# Exercise:
In the listing below, print exactly the lines between the line holding "sample | (431,471)" and the line holding "sample | (164,170)", inclusive, and no more.

# Data supplied:
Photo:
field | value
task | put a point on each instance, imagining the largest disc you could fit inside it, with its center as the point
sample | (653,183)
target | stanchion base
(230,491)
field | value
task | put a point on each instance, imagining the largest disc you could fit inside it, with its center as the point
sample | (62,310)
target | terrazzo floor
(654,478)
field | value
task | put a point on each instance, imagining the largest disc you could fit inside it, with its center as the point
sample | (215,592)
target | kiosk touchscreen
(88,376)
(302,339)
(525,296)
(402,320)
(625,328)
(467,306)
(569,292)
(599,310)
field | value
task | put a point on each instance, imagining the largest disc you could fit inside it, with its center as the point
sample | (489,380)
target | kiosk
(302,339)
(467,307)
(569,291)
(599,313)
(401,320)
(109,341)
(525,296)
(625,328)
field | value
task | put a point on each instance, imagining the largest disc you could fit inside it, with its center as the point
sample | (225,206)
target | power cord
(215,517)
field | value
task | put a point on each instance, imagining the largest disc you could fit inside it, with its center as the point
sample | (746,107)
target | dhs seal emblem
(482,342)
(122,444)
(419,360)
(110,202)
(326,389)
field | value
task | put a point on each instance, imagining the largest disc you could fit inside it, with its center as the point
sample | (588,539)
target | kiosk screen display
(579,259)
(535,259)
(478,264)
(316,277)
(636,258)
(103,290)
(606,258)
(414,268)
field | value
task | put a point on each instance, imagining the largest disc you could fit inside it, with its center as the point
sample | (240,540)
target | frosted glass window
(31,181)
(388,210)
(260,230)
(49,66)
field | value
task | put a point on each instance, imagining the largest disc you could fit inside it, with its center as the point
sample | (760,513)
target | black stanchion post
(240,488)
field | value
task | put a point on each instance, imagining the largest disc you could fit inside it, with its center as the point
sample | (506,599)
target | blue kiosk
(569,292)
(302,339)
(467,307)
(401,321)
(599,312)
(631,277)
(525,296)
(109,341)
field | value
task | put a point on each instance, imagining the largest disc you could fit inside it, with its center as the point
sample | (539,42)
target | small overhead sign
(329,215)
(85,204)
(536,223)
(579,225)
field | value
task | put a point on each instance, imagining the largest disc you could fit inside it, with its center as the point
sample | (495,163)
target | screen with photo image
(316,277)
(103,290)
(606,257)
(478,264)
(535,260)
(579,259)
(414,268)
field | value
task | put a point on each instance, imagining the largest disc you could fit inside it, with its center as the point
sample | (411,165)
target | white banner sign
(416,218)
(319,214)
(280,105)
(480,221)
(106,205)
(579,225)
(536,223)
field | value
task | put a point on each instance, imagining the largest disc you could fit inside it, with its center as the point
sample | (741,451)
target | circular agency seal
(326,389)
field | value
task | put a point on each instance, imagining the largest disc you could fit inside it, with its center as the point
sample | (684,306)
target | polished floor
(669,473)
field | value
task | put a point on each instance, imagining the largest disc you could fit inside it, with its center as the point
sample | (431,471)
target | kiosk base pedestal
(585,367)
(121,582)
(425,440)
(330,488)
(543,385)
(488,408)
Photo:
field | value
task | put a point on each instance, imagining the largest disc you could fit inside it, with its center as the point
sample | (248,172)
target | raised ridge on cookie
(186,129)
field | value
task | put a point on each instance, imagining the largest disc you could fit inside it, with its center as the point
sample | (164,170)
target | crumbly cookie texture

# Task result:
sample | (431,471)
target | kiosk base pedestal
(585,367)
(121,582)
(425,440)
(330,488)
(543,385)
(488,408)
Photo:
field | value
task | put a point on each instance, imagining the largest disc you could fit inside it, with its center as the point
sample | (248,172)
target | raised ridge on cookie
(186,129)
field | value
task | put a point on each instance, imagining the largest disc you could fit inside it, with its center as the point
sample | (164,170)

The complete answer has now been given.